**WHAT IS NEEDED:**
Exactly transcribe the span of lines from the one containing "indicate the green plant" through the final line of the entries, inclusive, and nothing outside it. Exclude the pictures.
= = = = = = =
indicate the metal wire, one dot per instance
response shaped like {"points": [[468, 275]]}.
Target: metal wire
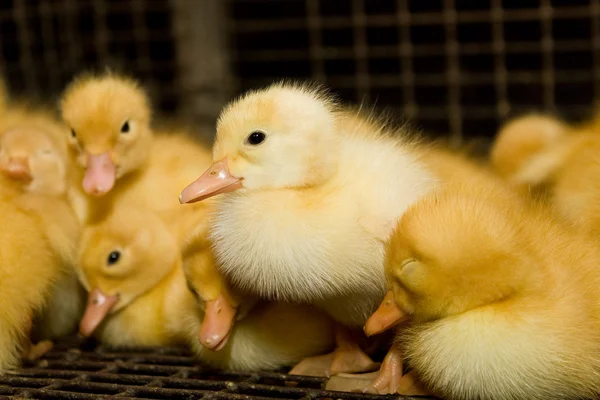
{"points": [[456, 67], [70, 372]]}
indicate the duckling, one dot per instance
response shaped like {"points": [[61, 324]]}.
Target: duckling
{"points": [[126, 163], [518, 145], [131, 264], [33, 159], [112, 141], [310, 193], [567, 166], [575, 192], [502, 297]]}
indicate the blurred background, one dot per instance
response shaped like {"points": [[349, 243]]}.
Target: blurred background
{"points": [[455, 68]]}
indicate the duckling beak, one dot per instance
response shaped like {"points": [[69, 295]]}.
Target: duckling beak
{"points": [[18, 168], [100, 174], [99, 304], [386, 316], [214, 181], [217, 324]]}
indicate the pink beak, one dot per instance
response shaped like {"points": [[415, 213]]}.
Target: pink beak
{"points": [[386, 316], [18, 168], [214, 181], [99, 305], [100, 174]]}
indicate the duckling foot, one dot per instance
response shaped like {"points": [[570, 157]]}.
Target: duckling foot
{"points": [[347, 358], [390, 379], [351, 359], [313, 366]]}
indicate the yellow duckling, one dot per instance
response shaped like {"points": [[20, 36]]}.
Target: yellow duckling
{"points": [[502, 299]]}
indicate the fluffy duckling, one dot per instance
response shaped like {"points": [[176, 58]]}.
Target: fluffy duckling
{"points": [[567, 166], [33, 159], [132, 265], [503, 297], [28, 267], [575, 191], [311, 192], [112, 141], [125, 163], [518, 145]]}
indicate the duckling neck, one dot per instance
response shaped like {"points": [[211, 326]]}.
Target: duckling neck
{"points": [[151, 319]]}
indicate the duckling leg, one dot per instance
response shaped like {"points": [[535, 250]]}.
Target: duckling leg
{"points": [[390, 379], [348, 357], [30, 351]]}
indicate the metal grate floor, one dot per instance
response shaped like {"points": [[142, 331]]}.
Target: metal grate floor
{"points": [[77, 372]]}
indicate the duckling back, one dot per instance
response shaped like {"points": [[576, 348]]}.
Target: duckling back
{"points": [[28, 269], [527, 324]]}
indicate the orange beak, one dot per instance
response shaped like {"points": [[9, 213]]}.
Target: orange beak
{"points": [[386, 316], [213, 181], [18, 168], [97, 308], [100, 174], [217, 324]]}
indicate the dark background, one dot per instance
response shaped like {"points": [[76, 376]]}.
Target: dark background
{"points": [[454, 67]]}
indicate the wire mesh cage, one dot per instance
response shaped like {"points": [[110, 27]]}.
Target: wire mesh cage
{"points": [[454, 67], [71, 372]]}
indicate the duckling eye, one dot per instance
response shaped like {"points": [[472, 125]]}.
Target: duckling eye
{"points": [[256, 138], [113, 257], [125, 127]]}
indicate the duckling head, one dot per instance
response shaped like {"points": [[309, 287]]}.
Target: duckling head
{"points": [[121, 259], [452, 251], [280, 137], [33, 155], [109, 121]]}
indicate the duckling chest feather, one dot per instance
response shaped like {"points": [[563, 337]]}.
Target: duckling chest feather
{"points": [[284, 251]]}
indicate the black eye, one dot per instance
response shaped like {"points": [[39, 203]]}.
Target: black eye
{"points": [[125, 127], [256, 138], [113, 257]]}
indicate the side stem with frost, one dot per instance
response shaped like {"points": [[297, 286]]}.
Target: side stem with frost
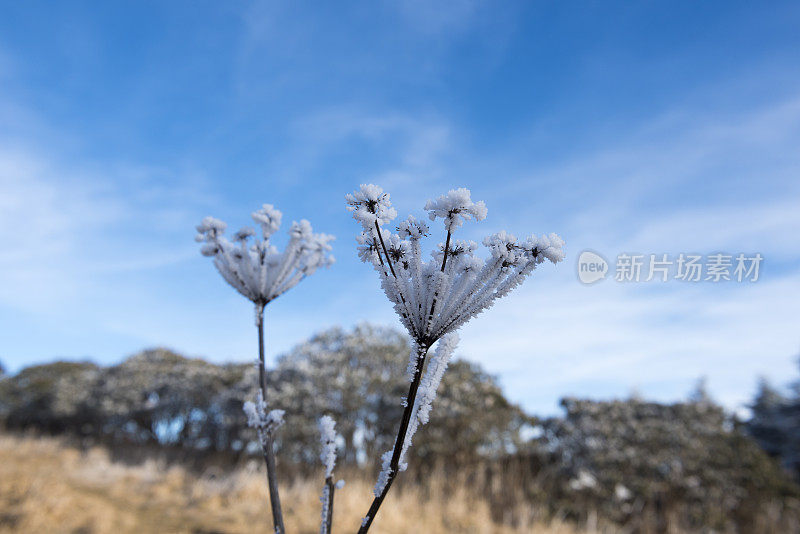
{"points": [[266, 438]]}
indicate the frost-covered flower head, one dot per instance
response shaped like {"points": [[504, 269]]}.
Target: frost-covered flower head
{"points": [[455, 207], [370, 206], [437, 296], [256, 268]]}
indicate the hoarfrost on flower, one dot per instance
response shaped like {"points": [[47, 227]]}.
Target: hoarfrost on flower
{"points": [[370, 205], [455, 207], [255, 267], [437, 296], [259, 418]]}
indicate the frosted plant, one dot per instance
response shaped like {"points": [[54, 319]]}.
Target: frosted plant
{"points": [[434, 298], [262, 273], [328, 457]]}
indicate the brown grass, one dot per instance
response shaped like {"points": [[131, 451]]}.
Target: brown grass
{"points": [[46, 486]]}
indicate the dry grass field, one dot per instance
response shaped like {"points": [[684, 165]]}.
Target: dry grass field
{"points": [[46, 486]]}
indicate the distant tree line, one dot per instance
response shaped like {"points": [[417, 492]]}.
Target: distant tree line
{"points": [[645, 465]]}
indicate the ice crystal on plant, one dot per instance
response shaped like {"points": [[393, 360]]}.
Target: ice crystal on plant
{"points": [[259, 418], [438, 296], [327, 430], [434, 298], [255, 267], [455, 207]]}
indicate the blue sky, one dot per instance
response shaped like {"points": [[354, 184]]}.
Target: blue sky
{"points": [[664, 127]]}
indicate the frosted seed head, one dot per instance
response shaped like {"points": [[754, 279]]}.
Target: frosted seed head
{"points": [[209, 249], [210, 225], [412, 228], [268, 218], [370, 205], [455, 207], [243, 234], [301, 230]]}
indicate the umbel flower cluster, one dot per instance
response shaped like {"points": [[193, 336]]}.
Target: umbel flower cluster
{"points": [[262, 273], [434, 298], [438, 296], [255, 267]]}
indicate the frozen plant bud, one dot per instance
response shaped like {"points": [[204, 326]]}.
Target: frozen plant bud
{"points": [[455, 207], [327, 436], [260, 272], [412, 228], [370, 205], [269, 218]]}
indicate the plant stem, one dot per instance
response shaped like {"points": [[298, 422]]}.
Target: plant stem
{"points": [[329, 518], [446, 249], [383, 246], [266, 437], [399, 441]]}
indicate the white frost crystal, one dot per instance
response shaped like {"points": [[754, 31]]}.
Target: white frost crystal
{"points": [[455, 207], [327, 431], [259, 418], [327, 436], [436, 297], [255, 267]]}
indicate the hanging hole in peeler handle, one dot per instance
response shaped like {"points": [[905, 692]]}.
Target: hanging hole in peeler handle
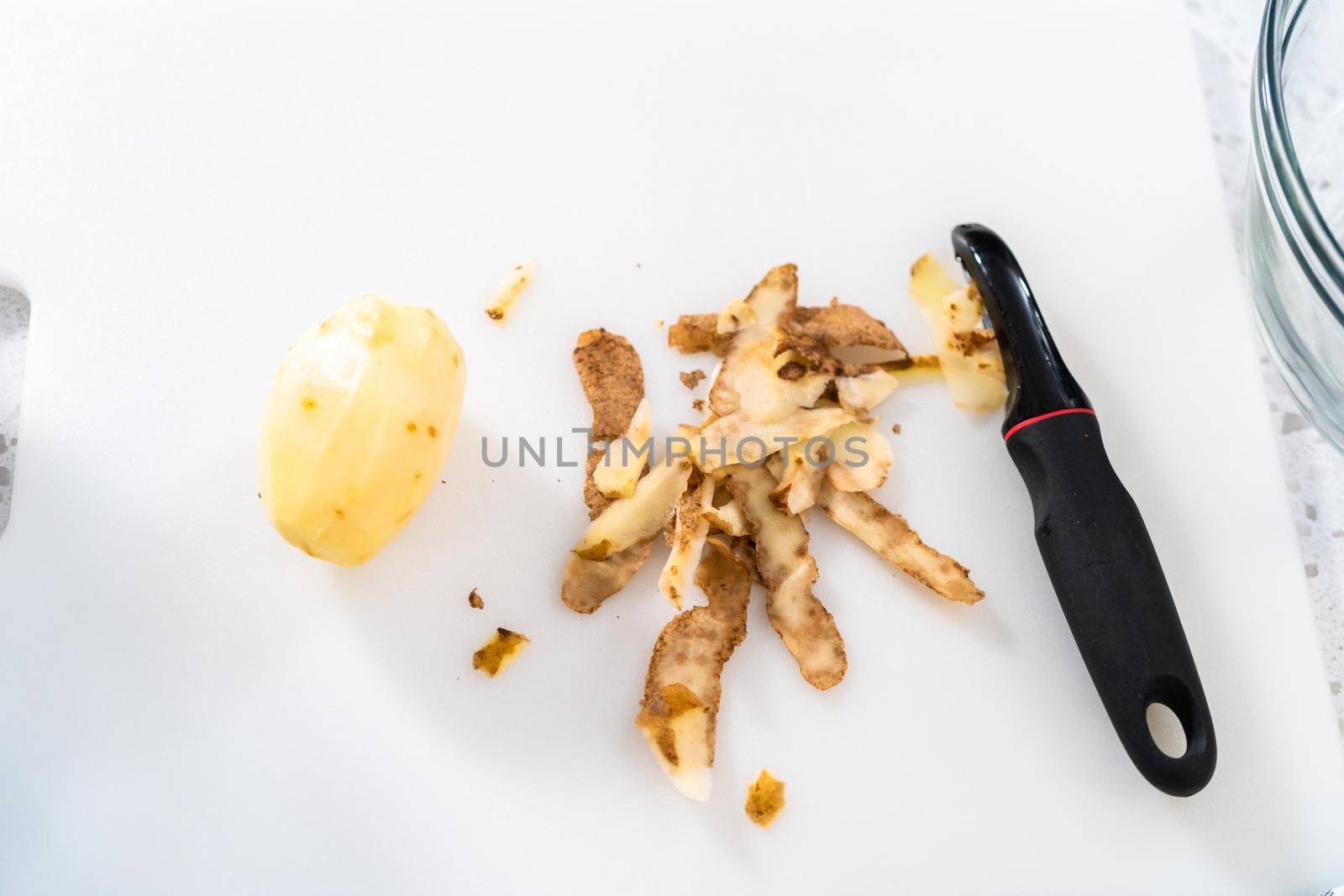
{"points": [[1166, 728], [1180, 755]]}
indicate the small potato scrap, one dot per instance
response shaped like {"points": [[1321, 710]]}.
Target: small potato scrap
{"points": [[689, 535], [508, 291], [968, 356], [691, 379], [765, 799], [696, 333], [920, 369], [642, 516], [864, 457], [625, 458], [683, 685], [501, 651], [891, 537], [788, 570]]}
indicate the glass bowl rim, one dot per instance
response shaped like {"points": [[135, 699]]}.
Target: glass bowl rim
{"points": [[1285, 186]]}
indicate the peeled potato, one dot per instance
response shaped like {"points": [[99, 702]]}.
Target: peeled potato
{"points": [[358, 426]]}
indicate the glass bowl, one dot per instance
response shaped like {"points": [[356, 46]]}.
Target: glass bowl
{"points": [[1296, 202]]}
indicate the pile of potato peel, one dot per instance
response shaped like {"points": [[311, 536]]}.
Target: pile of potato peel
{"points": [[790, 426]]}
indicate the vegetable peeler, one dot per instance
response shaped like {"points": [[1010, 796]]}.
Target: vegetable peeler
{"points": [[1092, 537]]}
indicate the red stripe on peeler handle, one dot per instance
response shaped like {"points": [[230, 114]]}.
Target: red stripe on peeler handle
{"points": [[1046, 417]]}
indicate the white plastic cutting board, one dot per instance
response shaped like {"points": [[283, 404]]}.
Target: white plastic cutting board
{"points": [[188, 705]]}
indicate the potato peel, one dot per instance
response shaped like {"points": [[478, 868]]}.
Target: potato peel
{"points": [[508, 291], [683, 687], [625, 458], [642, 516], [864, 392], [499, 652], [969, 358], [694, 333], [689, 535], [864, 457], [727, 517], [769, 301], [613, 380], [800, 479], [891, 537], [746, 441], [788, 570], [837, 325], [588, 584], [765, 799]]}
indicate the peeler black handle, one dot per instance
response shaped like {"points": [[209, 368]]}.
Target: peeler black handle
{"points": [[1092, 537]]}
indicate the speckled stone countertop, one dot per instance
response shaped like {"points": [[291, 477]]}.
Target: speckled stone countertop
{"points": [[1225, 34]]}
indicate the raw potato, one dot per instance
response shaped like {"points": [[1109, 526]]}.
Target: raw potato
{"points": [[358, 426], [689, 537], [765, 799], [640, 516], [788, 570], [891, 537], [627, 457], [864, 457], [972, 365], [682, 689], [508, 291]]}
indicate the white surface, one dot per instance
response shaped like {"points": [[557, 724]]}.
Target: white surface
{"points": [[192, 705]]}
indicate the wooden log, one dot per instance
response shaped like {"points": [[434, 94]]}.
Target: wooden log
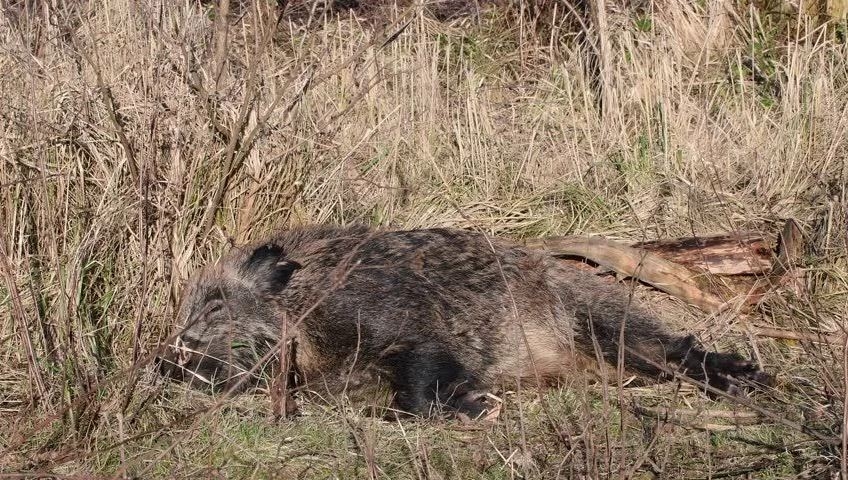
{"points": [[710, 272], [652, 269], [742, 254]]}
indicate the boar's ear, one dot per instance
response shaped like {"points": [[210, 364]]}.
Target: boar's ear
{"points": [[269, 263]]}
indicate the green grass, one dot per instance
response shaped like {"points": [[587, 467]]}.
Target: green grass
{"points": [[713, 121]]}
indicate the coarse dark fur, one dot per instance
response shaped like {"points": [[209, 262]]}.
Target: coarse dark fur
{"points": [[440, 315]]}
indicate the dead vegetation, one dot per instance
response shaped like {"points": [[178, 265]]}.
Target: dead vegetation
{"points": [[140, 138]]}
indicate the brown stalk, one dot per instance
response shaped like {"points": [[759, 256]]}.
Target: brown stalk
{"points": [[658, 272]]}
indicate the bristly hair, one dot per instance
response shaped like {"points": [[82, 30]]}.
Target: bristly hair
{"points": [[269, 263]]}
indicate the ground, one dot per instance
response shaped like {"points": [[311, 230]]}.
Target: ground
{"points": [[140, 139]]}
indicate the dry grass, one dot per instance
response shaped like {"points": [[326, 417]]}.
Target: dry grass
{"points": [[140, 138]]}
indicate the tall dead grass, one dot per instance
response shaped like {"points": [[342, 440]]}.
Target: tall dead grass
{"points": [[141, 138]]}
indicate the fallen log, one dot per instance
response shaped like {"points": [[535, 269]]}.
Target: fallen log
{"points": [[647, 267], [710, 272]]}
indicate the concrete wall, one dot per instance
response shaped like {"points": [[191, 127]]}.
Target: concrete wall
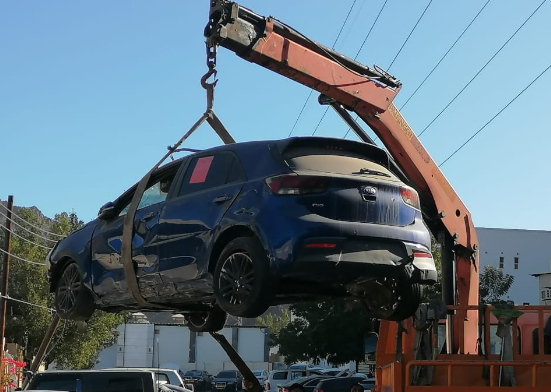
{"points": [[148, 345], [533, 249]]}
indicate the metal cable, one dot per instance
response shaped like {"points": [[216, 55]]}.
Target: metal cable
{"points": [[22, 259], [493, 118], [482, 69], [25, 302], [312, 91], [410, 33], [24, 228], [445, 55], [30, 224], [23, 238]]}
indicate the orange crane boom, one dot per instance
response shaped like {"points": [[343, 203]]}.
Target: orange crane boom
{"points": [[352, 87]]}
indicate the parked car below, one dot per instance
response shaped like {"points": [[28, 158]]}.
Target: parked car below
{"points": [[94, 381], [338, 384], [261, 375], [228, 381], [169, 376], [279, 377], [308, 384], [201, 379]]}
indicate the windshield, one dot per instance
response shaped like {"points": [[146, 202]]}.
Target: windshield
{"points": [[226, 375], [193, 373]]}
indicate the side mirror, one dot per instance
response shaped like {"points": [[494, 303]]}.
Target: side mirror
{"points": [[107, 211]]}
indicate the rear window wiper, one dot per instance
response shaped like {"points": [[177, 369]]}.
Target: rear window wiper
{"points": [[374, 172]]}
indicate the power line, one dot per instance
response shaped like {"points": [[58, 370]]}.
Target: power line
{"points": [[23, 238], [26, 303], [33, 226], [355, 57], [24, 228], [371, 29], [410, 33], [497, 114], [312, 91], [481, 69], [22, 259], [445, 55]]}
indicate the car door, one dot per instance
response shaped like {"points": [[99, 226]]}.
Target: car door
{"points": [[205, 191], [108, 278]]}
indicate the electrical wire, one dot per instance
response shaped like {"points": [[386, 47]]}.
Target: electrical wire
{"points": [[410, 33], [370, 30], [27, 230], [30, 224], [23, 238], [482, 69], [312, 91], [25, 302], [493, 118], [445, 55], [22, 259], [355, 57]]}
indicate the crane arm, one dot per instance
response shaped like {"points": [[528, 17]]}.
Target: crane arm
{"points": [[369, 92]]}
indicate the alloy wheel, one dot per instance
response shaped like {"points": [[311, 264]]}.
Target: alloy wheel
{"points": [[237, 278], [69, 288]]}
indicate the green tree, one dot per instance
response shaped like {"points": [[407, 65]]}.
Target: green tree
{"points": [[494, 284], [27, 324], [333, 330], [275, 323]]}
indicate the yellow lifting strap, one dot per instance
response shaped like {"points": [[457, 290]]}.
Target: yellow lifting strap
{"points": [[128, 226]]}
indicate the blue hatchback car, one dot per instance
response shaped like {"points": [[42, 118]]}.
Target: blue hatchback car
{"points": [[237, 228]]}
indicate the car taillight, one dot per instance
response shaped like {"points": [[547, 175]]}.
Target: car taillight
{"points": [[410, 197], [293, 184]]}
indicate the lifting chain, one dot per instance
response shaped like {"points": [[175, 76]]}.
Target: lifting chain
{"points": [[211, 64]]}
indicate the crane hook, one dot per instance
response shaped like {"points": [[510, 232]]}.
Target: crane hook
{"points": [[211, 64]]}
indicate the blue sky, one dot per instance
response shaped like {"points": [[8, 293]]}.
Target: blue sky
{"points": [[91, 93]]}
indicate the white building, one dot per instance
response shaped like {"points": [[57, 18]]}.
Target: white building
{"points": [[521, 253], [159, 339]]}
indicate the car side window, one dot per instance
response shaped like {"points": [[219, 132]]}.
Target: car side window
{"points": [[280, 376], [211, 171], [156, 193], [297, 374]]}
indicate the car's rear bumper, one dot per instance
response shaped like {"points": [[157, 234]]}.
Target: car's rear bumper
{"points": [[342, 259]]}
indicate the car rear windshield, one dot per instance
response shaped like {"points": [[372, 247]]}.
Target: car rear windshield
{"points": [[226, 375], [335, 160], [193, 373]]}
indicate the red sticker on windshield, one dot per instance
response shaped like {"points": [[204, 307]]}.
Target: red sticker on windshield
{"points": [[201, 170]]}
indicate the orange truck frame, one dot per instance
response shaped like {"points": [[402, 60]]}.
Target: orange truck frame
{"points": [[349, 86]]}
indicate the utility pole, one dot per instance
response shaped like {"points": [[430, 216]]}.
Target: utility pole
{"points": [[5, 274]]}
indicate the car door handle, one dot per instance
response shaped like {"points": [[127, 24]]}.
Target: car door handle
{"points": [[149, 216], [222, 198]]}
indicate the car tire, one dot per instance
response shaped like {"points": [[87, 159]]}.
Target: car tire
{"points": [[73, 300], [211, 321], [243, 284]]}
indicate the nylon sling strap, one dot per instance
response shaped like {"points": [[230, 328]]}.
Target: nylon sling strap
{"points": [[128, 225]]}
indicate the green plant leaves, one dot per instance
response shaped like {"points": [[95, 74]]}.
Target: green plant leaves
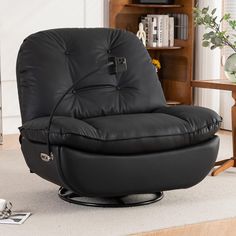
{"points": [[205, 10], [215, 38], [213, 11], [205, 44]]}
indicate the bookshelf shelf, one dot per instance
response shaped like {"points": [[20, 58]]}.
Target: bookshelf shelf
{"points": [[164, 48], [176, 73], [152, 5]]}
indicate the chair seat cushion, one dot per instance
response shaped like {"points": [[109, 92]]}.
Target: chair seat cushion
{"points": [[164, 129]]}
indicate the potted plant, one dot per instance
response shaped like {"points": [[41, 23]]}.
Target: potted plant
{"points": [[217, 37]]}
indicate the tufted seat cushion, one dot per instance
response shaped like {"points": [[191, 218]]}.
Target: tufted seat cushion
{"points": [[49, 62], [164, 129]]}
= = = = = = =
**TASK RESPONSE:**
indicate the green plant leaves, one dot per instance
response shaped like {"points": [[95, 74]]}.
Target: green plant leaves
{"points": [[205, 10], [215, 38], [213, 11], [205, 44]]}
indicate the bookshelf shelf, one dot per instance
response shaped like {"points": [[20, 58]]}.
Target: bookshelf shelf
{"points": [[164, 48], [176, 73], [152, 5]]}
indicate the chair seat cushion, one dot per instance
response shaped like {"points": [[109, 92]]}.
Target: chair seat cushion
{"points": [[164, 129]]}
indicate the potted plant, one dot per instance
response shaped like {"points": [[41, 23]]}.
Target: potted plant
{"points": [[217, 37]]}
indicate the tufted seat cushion, one dot per instance
response shaped like {"points": [[191, 218]]}.
Target: tufted seat cushion
{"points": [[49, 62], [164, 129]]}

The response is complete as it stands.